━━━━━ Exercise material ━━━━━
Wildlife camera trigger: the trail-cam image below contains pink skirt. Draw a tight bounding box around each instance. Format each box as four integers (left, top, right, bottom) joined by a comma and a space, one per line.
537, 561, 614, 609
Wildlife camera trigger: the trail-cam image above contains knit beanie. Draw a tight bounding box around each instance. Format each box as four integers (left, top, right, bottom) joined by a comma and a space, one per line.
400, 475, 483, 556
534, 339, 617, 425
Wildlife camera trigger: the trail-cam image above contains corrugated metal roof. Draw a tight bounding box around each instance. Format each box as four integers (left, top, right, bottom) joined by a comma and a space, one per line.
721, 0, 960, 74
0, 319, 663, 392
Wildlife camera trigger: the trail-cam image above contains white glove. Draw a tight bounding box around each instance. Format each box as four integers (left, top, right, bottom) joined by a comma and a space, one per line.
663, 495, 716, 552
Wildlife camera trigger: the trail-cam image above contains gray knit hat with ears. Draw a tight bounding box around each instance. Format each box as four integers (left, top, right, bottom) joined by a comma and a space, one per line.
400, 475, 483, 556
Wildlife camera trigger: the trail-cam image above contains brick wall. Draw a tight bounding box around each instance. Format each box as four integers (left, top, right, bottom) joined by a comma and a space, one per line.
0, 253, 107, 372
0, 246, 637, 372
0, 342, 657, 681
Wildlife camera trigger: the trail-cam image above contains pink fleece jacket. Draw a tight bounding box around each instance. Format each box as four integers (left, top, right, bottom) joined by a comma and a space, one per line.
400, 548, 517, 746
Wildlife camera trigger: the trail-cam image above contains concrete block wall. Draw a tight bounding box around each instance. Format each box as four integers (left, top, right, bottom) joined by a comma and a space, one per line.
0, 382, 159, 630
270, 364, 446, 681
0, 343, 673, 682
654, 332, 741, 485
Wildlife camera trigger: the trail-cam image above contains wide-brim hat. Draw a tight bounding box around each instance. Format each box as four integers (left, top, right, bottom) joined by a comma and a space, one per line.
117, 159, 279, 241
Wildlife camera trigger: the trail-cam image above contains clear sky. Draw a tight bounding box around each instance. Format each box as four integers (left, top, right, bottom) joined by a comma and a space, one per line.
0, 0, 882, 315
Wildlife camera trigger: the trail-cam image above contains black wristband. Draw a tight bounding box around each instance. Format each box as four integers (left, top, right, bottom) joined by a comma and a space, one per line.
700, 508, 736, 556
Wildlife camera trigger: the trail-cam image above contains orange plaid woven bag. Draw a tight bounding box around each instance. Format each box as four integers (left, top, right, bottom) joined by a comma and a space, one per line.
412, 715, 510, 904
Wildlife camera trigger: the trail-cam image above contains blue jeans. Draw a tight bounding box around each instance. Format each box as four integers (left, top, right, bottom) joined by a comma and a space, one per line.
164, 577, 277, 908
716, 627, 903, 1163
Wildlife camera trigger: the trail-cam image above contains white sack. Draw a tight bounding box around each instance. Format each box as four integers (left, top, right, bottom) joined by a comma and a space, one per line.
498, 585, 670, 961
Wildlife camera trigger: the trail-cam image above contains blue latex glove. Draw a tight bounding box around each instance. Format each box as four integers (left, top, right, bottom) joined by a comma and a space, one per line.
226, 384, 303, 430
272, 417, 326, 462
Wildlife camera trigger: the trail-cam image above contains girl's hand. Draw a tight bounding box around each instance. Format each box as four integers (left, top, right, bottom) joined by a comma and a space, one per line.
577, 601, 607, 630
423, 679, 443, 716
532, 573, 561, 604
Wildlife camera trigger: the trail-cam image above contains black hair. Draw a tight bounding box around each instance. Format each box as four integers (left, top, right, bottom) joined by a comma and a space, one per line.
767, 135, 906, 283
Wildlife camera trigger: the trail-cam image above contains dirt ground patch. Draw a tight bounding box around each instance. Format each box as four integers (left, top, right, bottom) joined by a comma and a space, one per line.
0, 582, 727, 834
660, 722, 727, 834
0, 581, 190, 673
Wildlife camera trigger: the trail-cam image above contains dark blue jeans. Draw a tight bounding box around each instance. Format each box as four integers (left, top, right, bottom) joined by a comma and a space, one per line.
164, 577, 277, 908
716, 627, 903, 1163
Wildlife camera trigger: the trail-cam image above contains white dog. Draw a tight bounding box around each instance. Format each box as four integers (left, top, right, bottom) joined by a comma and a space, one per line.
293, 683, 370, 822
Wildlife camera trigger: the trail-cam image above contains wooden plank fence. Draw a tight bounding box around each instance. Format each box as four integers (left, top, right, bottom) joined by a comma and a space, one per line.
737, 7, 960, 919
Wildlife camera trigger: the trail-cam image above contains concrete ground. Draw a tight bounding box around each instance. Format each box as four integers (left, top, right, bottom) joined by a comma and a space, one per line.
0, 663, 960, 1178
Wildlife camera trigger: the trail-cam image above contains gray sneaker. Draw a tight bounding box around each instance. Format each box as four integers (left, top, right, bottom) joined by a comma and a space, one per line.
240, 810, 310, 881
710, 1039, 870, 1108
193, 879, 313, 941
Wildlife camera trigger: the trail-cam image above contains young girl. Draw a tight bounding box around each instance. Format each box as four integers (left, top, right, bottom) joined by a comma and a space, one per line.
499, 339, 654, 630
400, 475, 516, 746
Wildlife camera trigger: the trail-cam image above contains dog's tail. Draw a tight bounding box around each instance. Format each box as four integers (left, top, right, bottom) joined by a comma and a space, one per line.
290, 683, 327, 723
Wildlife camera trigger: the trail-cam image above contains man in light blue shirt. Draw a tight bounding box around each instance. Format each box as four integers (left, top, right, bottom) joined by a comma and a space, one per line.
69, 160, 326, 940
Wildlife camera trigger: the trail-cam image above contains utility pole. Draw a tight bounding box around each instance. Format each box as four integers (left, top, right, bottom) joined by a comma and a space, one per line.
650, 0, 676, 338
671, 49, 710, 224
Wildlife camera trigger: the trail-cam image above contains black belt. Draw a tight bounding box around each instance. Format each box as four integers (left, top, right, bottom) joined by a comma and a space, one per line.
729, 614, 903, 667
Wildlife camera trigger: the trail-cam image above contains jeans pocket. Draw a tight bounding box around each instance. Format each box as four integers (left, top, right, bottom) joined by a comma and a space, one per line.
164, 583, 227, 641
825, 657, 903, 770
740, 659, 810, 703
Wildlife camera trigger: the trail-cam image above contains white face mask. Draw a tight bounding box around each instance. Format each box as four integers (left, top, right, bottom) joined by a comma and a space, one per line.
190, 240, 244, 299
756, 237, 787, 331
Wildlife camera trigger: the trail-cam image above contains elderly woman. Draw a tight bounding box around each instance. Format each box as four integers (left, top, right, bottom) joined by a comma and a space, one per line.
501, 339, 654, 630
━━━━━
Copy the material from the line containing "above contains jeans" through the last line, switching "trail-cam image" to "trail-camera photo" and leaving all other text unchanged.

Wildlife camera trigger: the trail-camera photo above contains jeans pocket. Draw a tight bounding box around each instance. Format each box as four integers (left, top, right, bottom) joined by a comma and a space, one per line.
164, 583, 227, 641
825, 657, 903, 770
740, 659, 810, 703
Wildlife camera trigger: the trail-camera photo above contains white face mask. Draw a tight bounding box around each instance. Format each box as four integers (left, top, right, bottom) joined by a comma and a space, one per line.
190, 240, 244, 299
756, 237, 787, 331
Wildlife camera trigger: the trail-camera photo above contains elderly woman. Draw a tight bounding box around each instance. Format each box as four integers (left, top, right, bottom) joined by a comma and a space, one per line.
501, 339, 654, 630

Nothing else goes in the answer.